Ideas & Opiniones / Global Agro

Antifragile agriculture: why the sector risks falling behind without a new innovation model

A new opinion piece warns that food and ag are starving bold innovation and need to redesign capital, scaling and risk to thrive in a volatile century

Antifragile agriculture: why the sector risks falling behind without a new innovation model
sábado 21 de febrero de 2026

According to AgFunderNews, Christine R. Gould, founder and CEO of GIGA Futures, argues that the global agriculture and food innovation system is structurally designed to protect incumbents rather than build the next generation of solutions. Writing in a guest article, she contends that unless the sector shifts toward an “antifragile” model, it will continue to exhaust entrepreneurs, deter capital and miss growth opportunities in an increasingly volatile world.

Gould frames the debate around a simple but urgent question: how can agriculture expect to thrive under climate volatility, geopolitical instability and shifting consumer markets if it continues to optimize for short-term protection of legacy business models?

Her argument draws on conversations with founders and investors who, she says, are increasingly frustrated by limited scale-up pathways and scarce risk capital. One ag biotech entrepreneur told her, “This industry is dead. I’m out.” The founder compared agriculture unfavorably with other biotech segments, where companies can raise meaningful funding, build teams and develop products without constant pressure to fit into narrow exit strategies.

■ ■ ■ ■

_Task instructions_
Revise the article on antifragile agriculture starting at "Ideas & Opiniones" and ending at "increasingly volatile world.", replacing "incumbents" with "established players".

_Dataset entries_
■ ■ ■ ■

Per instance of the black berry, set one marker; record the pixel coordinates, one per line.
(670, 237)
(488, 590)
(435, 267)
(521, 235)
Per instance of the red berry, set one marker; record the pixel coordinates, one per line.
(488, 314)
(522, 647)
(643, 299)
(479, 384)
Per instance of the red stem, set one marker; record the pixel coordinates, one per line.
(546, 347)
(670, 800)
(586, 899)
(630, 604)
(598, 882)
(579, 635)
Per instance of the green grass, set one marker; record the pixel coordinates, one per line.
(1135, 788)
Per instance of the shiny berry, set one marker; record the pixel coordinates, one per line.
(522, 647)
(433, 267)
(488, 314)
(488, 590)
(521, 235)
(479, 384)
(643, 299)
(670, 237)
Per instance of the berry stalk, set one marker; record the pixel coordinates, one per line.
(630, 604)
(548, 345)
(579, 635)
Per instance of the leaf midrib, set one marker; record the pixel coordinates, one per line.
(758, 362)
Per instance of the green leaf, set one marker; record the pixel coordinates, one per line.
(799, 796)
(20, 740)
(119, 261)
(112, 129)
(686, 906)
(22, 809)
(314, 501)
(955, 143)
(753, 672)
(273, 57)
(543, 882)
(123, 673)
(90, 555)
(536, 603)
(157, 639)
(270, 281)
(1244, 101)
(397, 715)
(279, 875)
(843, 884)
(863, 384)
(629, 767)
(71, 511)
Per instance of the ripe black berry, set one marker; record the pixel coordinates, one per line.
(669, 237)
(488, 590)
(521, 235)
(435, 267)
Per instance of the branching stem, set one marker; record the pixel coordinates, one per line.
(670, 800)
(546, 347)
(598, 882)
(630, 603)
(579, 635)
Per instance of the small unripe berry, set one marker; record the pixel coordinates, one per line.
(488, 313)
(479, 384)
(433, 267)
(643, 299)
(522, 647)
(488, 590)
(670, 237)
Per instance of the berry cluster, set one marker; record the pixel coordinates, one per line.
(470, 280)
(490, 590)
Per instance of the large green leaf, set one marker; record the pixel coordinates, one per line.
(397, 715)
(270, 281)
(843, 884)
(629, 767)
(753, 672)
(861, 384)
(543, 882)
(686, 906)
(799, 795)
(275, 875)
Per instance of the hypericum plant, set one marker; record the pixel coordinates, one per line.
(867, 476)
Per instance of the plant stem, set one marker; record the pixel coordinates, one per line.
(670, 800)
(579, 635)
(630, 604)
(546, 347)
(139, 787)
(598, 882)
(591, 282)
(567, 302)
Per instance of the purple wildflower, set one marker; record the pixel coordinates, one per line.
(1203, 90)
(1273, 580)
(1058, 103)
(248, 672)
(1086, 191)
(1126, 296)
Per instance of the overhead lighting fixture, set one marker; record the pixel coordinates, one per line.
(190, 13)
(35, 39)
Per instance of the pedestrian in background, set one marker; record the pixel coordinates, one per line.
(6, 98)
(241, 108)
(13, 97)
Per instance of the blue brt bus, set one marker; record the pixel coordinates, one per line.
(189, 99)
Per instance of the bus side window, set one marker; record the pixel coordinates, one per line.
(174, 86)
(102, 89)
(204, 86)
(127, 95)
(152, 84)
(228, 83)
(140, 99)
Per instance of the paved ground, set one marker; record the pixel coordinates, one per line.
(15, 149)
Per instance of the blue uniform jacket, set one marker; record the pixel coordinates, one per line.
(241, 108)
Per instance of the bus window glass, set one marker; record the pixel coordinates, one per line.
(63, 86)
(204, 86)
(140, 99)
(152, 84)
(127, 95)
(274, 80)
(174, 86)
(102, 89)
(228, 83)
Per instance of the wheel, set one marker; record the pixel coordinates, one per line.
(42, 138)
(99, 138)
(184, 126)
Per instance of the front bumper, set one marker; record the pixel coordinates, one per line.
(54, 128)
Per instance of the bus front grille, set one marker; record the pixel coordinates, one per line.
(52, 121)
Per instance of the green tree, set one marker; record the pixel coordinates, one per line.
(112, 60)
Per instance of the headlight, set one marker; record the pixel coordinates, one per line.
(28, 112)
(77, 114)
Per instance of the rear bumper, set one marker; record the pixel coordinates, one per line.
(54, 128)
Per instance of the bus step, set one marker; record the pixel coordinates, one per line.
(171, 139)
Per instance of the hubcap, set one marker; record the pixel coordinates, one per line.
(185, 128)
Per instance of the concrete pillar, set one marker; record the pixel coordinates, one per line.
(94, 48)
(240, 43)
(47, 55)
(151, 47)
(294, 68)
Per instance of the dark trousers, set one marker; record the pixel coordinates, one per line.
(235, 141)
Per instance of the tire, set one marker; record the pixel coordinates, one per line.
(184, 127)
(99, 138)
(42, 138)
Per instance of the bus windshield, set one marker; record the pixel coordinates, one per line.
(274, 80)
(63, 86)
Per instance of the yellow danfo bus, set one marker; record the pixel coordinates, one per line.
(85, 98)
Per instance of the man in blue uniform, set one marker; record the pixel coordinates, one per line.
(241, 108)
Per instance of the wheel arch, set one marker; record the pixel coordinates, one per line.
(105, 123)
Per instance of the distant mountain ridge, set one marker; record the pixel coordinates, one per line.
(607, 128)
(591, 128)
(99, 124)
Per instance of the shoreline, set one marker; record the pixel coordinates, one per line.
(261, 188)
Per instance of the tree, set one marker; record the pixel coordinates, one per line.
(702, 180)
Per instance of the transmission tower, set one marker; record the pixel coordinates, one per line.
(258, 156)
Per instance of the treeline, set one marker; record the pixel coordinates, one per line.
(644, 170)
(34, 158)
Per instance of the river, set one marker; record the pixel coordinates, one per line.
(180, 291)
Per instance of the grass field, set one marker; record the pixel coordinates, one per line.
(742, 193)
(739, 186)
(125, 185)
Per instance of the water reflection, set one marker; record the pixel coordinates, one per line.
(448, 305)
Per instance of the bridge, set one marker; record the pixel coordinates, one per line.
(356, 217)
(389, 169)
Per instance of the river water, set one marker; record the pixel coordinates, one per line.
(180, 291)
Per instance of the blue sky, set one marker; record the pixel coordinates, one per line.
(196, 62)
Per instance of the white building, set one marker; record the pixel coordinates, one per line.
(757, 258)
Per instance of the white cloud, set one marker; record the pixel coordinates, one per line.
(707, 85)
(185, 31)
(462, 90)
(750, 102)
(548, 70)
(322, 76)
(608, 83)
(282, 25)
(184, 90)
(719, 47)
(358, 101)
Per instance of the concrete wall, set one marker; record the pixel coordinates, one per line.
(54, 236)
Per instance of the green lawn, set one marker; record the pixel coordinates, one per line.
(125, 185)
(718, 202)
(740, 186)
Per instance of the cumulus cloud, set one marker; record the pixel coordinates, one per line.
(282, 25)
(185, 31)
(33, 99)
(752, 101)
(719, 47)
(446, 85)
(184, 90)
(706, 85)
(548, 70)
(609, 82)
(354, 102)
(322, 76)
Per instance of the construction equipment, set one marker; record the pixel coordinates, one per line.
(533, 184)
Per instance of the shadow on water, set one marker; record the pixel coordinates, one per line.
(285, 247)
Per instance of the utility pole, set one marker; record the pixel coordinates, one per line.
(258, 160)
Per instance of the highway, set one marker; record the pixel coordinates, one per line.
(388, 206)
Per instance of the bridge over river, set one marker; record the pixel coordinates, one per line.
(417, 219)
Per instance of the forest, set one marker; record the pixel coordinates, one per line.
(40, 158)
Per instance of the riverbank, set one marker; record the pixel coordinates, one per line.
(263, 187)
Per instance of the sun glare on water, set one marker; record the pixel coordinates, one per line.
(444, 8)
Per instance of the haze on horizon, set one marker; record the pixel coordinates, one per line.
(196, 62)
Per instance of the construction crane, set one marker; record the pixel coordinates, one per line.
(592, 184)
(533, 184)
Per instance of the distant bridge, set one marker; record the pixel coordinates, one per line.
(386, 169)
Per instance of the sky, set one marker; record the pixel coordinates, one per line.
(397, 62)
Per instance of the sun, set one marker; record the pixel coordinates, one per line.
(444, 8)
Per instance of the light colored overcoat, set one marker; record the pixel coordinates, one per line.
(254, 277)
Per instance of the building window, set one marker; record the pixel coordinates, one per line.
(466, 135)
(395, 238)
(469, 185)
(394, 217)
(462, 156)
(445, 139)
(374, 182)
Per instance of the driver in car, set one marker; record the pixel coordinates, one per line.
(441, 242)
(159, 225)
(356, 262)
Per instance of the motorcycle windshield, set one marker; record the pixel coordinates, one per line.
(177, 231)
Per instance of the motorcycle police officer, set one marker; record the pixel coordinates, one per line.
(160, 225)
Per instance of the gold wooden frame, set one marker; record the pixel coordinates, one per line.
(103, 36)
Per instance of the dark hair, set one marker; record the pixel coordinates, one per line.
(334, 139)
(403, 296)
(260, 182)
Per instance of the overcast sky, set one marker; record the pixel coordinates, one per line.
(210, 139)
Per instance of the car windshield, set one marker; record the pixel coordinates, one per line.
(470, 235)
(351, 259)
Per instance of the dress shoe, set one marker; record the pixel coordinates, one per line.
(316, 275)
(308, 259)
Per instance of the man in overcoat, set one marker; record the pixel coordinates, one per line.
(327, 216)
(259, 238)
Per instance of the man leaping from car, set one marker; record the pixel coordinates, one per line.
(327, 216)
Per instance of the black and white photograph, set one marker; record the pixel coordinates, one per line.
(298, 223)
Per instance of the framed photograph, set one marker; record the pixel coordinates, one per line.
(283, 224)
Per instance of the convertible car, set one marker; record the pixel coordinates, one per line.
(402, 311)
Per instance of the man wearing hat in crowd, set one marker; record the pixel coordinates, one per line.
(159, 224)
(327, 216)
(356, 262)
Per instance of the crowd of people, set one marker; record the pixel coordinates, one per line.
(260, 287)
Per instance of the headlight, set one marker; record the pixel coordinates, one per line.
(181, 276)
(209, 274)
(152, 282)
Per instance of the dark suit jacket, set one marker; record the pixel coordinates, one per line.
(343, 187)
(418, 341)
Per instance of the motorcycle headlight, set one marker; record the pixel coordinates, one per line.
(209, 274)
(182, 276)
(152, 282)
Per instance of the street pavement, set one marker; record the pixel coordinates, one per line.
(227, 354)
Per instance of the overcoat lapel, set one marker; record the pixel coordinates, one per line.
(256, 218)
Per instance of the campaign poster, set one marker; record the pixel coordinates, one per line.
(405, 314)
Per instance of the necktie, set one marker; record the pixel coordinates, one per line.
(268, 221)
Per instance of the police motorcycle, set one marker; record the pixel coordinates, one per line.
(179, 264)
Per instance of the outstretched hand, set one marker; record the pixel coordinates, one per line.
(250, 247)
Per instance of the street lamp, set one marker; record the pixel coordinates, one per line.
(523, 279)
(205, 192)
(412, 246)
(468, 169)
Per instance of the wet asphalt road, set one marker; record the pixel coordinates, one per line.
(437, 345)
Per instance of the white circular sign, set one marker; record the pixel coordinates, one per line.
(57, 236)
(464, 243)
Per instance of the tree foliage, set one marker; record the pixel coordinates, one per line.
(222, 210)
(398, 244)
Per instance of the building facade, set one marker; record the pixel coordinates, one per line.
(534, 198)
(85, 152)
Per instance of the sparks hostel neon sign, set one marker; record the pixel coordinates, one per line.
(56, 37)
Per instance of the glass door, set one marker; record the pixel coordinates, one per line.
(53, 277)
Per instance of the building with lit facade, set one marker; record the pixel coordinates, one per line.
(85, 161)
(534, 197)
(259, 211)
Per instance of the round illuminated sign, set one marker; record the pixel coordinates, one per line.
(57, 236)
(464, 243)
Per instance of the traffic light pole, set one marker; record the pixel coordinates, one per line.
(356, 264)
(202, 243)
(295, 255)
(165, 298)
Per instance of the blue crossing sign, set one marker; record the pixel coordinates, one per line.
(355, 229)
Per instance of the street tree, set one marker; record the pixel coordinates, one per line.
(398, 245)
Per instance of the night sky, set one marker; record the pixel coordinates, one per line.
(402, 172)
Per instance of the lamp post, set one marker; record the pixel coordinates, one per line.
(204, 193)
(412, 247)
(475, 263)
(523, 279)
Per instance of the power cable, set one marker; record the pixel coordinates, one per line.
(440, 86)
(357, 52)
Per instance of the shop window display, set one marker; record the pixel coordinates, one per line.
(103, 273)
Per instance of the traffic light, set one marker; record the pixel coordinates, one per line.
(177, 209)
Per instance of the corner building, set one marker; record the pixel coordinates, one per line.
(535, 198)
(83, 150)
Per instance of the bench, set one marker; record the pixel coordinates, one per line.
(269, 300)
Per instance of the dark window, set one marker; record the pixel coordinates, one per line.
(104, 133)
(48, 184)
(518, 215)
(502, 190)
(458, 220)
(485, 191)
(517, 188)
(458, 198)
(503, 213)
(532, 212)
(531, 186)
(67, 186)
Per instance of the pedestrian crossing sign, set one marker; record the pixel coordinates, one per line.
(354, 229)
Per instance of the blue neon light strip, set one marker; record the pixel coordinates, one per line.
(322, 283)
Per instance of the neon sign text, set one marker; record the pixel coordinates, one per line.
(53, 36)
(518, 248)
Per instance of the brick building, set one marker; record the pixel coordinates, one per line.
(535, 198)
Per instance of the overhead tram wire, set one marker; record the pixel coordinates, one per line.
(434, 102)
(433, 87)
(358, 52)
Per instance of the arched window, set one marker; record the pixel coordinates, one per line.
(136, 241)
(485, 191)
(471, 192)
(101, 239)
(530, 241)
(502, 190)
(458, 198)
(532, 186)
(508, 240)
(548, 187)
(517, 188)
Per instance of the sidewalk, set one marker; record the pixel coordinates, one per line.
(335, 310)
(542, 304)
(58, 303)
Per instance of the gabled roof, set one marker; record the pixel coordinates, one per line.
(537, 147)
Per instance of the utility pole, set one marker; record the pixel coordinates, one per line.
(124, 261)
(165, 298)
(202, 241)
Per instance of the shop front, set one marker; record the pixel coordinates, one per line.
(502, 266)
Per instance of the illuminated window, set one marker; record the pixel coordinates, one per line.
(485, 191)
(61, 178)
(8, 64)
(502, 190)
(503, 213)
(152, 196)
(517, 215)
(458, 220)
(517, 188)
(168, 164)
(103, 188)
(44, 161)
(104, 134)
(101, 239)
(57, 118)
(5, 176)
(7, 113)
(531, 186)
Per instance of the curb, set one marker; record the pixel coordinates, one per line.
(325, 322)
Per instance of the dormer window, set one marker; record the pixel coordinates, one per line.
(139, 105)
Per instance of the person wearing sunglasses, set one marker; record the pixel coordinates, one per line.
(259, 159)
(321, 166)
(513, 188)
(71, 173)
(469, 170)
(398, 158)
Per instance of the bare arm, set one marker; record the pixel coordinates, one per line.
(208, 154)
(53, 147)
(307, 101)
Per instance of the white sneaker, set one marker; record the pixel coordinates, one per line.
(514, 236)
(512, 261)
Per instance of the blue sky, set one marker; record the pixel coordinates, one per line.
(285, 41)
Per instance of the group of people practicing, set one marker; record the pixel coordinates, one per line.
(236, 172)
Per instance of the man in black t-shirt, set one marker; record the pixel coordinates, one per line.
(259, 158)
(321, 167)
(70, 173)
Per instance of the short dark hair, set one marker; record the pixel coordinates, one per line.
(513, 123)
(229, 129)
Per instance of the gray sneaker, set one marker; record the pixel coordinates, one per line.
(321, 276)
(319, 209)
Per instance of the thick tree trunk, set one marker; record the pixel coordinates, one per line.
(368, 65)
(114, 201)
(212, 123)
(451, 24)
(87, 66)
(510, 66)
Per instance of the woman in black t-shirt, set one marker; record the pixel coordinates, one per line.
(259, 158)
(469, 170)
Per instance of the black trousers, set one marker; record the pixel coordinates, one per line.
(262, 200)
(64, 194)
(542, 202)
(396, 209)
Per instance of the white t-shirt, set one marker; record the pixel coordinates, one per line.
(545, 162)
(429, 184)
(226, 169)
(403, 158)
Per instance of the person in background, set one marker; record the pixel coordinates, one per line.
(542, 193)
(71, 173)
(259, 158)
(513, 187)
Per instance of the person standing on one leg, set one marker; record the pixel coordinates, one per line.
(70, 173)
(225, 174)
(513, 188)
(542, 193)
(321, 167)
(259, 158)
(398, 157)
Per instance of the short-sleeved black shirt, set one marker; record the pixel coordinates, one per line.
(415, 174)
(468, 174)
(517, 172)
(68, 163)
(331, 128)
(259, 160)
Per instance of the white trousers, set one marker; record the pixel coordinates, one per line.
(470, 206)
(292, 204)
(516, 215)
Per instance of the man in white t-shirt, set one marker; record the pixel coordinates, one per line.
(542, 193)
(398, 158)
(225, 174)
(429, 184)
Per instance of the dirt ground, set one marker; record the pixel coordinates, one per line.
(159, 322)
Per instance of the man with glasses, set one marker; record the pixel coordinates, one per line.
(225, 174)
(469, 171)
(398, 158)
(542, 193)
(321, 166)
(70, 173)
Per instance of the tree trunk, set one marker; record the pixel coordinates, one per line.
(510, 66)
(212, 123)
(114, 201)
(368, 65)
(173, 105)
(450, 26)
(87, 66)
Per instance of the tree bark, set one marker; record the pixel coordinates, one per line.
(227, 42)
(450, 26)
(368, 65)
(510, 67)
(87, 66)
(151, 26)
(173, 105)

■ ■ ■ ■

_Solved exercise_
Ideas & Opiniones / Global Agro

Antifragile agriculture: why the sector risks falling behind without a new innovation model

A new opinion piece warns that food and ag are starving bold innovation and need to redesign capital, scaling and risk to thrive in a volatile century

Antifragile agriculture: why the sector risks falling behind without a new innovation model
sábado 21 de febrero de 2026

According to AgFunderNews, Christine R. Gould, founder and CEO of GIGA Futures, argues that the global agriculture and food innovation system is structurally designed to protect established players rather than build the next generation of solutions. Writing in a guest article, she contends that unless the sector shifts toward an “antifragile” model, it will continue to exhaust entrepreneurs, deter capital and miss growth opportunities in an increasingly volatile world.